> [DIRECTIVE]
Copy out every line of the records below, requests included, scaling each point coordinate in the answers by 2.15 and rounding to whole numbers, halves up. Leave the pictures out.

Raw records:
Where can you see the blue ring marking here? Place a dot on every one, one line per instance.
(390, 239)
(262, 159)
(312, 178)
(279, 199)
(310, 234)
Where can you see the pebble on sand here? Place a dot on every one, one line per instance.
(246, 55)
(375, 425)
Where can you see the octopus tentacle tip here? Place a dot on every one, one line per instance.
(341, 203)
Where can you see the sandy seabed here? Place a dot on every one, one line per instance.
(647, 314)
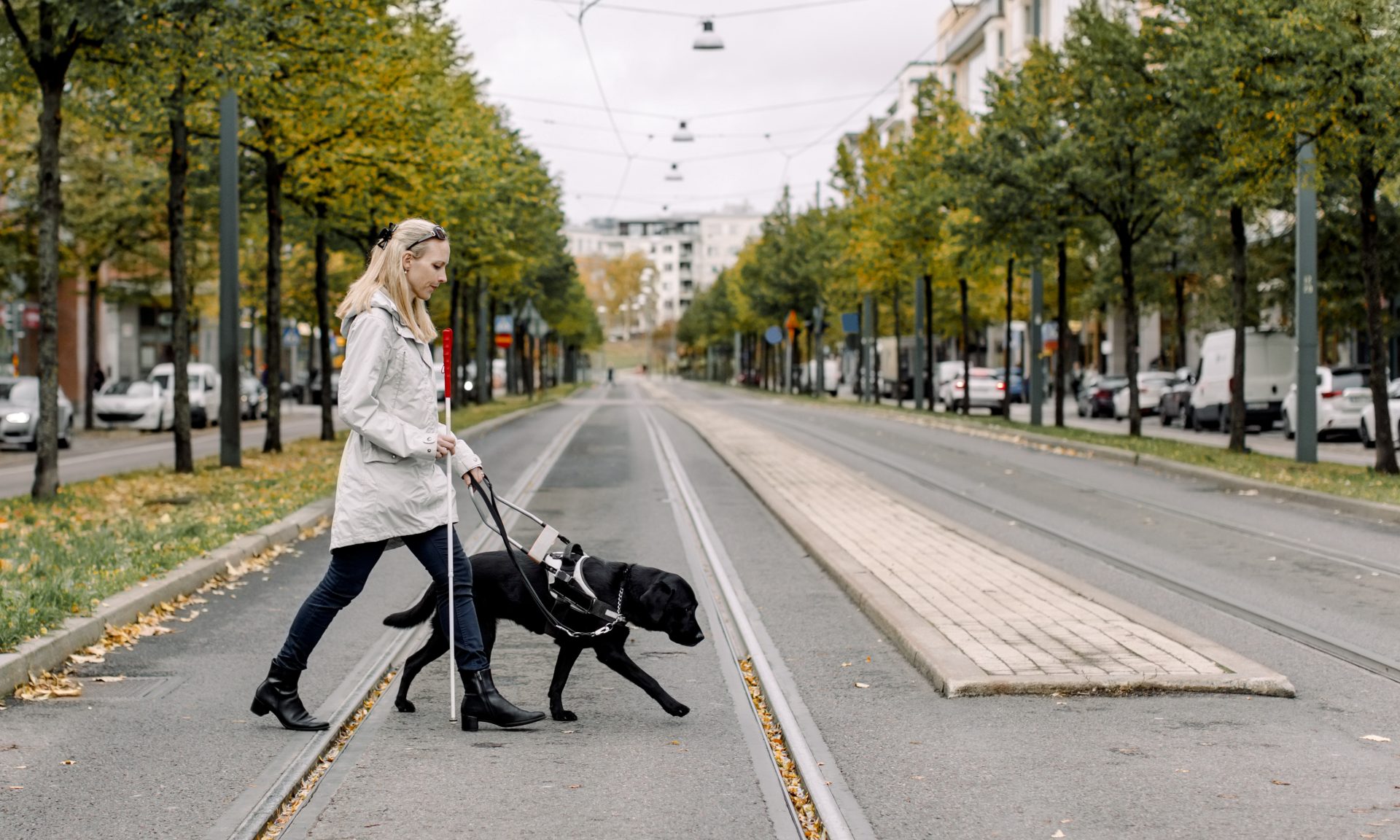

> [FINAL RESULT]
Where can you see the blue ring marking here? Place a dot on every one, one line per instance.
(839, 514)
(563, 342)
(671, 383)
(600, 428)
(667, 503)
Where can you see the pebble on sand here? Place a dot on every one, one line per instance.
(529, 118)
(806, 914)
Where can you see the octopus tentacle tip here? Place a dot on every one, one line per instance.
(733, 436)
Where can you see the sandy seabed here? Place a dot on every one, one line per instance.
(1391, 675)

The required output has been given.